Извлечённый текст:

##############################

Конечно, новые реальности давали о себе знать, и в 30-е годы порой встречались рассуждения о будущей судьбе Польши в случае новой мировой войны. Так, в 1933 г. на одном из предприятий Свердловска на партийном собрании, посвященном обсуждению международного положения СССР, один из слушателей поинтересовался: "В свете сегодняшних дипломатических отношений с Германией не меняется ли роль Польши, не вынуждает ли стать буфером для СССР от германского империализма, так как в случае военных событий между Германией и СССР с первых дней объявления войны [означает] Польше свою государственную независимость безусловную потерю" [так в документе - авт.]

Конечно, представления о Польше отнюдь не исчерпывались военной темой. В 1920-е годы, особенно среди этнических поляков, неоднократно отмечались настроения в пользу переезда в Польшу. При этом порой встречались такие высказывания: "В Польше рабочим живется лучше, так как каждый чувствует себя свободным, а если там есть помещики, то ведь в России имеются коммунисты, такие же помещики". Многие граждане СССР в течение 20–30-х годов имели родственников в Польше, поддерживали с ними постоянную связь (и пострадали из-за этого в годы "ежовщины"). Тем не менее накануне войны большинством политически и социально активного населения Польша скорее воспринималась как потенциальный противник, чем союзник, бывшая часть Российской империи или соседнее, близкое по своим историко-культурным корням, славянское государство.

##############################

Сохранённые записи:
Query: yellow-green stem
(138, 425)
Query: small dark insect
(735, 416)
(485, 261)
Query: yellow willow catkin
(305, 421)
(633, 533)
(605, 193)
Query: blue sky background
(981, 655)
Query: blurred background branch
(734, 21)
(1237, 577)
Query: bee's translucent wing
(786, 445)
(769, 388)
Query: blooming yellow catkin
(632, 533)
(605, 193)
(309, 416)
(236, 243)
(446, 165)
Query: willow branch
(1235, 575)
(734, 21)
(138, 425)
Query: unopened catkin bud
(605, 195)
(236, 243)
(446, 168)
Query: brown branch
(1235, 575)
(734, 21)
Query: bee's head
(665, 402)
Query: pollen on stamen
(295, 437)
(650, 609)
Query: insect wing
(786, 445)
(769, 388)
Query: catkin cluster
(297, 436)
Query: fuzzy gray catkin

##############################

Поставленная задача 1: Пожалуйста, верните без изменений отрывок извлечённого текста от «Конечно, представления о» до «корням, славянское государство.» включительно.
Поставленная задача 2: В каком году, согласно извлечённому тексту, на партийном собрании одного из предприятий Свердловска обсуждали международное положение СССР?
Записи взяты из другого источника.

Верный результат 1:
Конечно, представления о Польше отнюдь не исчерпывались военной темой. В 1920-е годы, особенно среди этнических поляков, неоднократно отмечались настроения в пользу переезда в Польшу. При этом порой встречались такие высказывания: "В Польше рабочим живется лучше, так как каждый чувствует себя свободным, а если там есть помещики, то ведь в России имеются коммунисты, такие же помещики". Многие граждане СССР в течение 20–30-х годов имели родственников в Польше, поддерживали с ними постоянную связь (и пострадали из-за этого в годы "ежовщины"). Тем не менее накануне войны большинством политически и социально активного населения Польша скорее воспринималась как потенциальный противник, чем союзник, бывшая часть Российской империи или соседнее, близкое по своим историко-культурным корням, славянское государство.

Верный результат 2: В 1933 году.